**Tasks to carry out:**
• A. Write out the part of the David Wong book list starting with "What the Hell" and going on through "they are seeing.", word for word.
• B. Write the next part of the David Wong book list, picking up after its final sentence.

**Selected text:**
□ □ □ □ □
This Book Is Full of Spiders
by David Wong
2012
Something invisible is burrowing into people's skulls, and nobody wants to believe it until the town starts coming apart. Dave and John stumble into quarantines, paranoia, and a spreading infestation that turns everyday life into a nightmare.
What the Hell Did I Just Read
by David Wong
2017
A missing-child case pulls Dave, John, and Amy into a knot of shape-shifters, false identities, and realities that refuse to line up. The deeper they dig, the less they can trust what they are seeing.
If This Book Exists, You're in the Wrong Universe
by David Wong
2022
In Undisclosed, a creepy toy tied to a phone app is luring troubled kids into violence. Dave, John, and Amy have to figure out what is hatching inside it before a string of gruesome killings becomes an apocalypse.
There Are No Giant Crabs in This Novel of Giant Crabs
by David Wong
2026
A pile of severed limbs appears in a snowy parking lot, and some of the fingerprints belong to people who still have all their arms and legs. Dave, John, and Amy are dragged into another impossible case before the authorities decide to erase the whole town.
□ □ □ □ □
**Extracted records:**
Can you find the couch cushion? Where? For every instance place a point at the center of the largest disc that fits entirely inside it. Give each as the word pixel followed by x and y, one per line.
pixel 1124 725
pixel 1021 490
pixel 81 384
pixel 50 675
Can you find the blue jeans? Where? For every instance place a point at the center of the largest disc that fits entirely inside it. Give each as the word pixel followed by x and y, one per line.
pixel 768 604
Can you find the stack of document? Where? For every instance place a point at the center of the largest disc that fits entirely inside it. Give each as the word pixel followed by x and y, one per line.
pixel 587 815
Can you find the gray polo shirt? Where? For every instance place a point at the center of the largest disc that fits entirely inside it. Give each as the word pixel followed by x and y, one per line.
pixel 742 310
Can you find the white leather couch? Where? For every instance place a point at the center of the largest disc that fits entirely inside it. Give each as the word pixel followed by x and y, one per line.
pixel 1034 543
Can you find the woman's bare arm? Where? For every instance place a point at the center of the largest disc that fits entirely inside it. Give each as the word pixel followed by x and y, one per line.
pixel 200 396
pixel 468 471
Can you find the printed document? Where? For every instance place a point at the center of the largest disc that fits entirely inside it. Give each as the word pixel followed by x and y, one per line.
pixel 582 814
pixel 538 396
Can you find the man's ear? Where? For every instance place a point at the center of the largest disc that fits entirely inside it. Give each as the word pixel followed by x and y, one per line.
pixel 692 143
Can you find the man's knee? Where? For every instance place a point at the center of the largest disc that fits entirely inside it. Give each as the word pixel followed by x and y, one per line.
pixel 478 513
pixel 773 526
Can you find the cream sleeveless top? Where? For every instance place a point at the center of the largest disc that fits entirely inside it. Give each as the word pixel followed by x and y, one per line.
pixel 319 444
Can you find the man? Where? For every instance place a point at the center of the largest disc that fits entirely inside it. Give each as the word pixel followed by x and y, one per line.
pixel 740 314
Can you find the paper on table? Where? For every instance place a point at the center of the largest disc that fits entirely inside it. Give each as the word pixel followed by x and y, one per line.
□ □ □ □ □
**Answers for the tasks:**
• A.
What the Hell Did I Just Read
by David Wong
2017
A missing-child case pulls Dave, John, and Amy into a knot of shape-shifters, false identities, and realities that refuse to line up. The deeper they dig, the less they can trust what they are seeing.

• B.
Series background & context
On the surface, the John Dies at the End books are about two underemployed friends in a shabby Midwestern town making terrible decisions around supernatural trouble. In practice, they are about what happens when people who are absolutely not heroes keep getting shoved into the path of cosmic horror anyway. The usual narrator is Dave, who would love to explain everything in a calm, sensible way if the universe would stop dropping monsters, parasites, and impossible crimes on his head.
These are horror novels about screwups who keep showing up anyway.
The series starts with John Dies at the End, where Dave and his reckless best friend John get tangled up with a drug called Soy Sauce, a substance that opens the door to other dimensions and other ways of seeing. From there the books keep widening. This Book Is Full of Spiders turns a strange infestation into a town-wide panic. What the Hell Did I Just Read leans into missing kids, false identities, and the feeling that reality itself is lying. If This Book Exists, You're in the Wrong Universe pushes the group into another possible apocalypse.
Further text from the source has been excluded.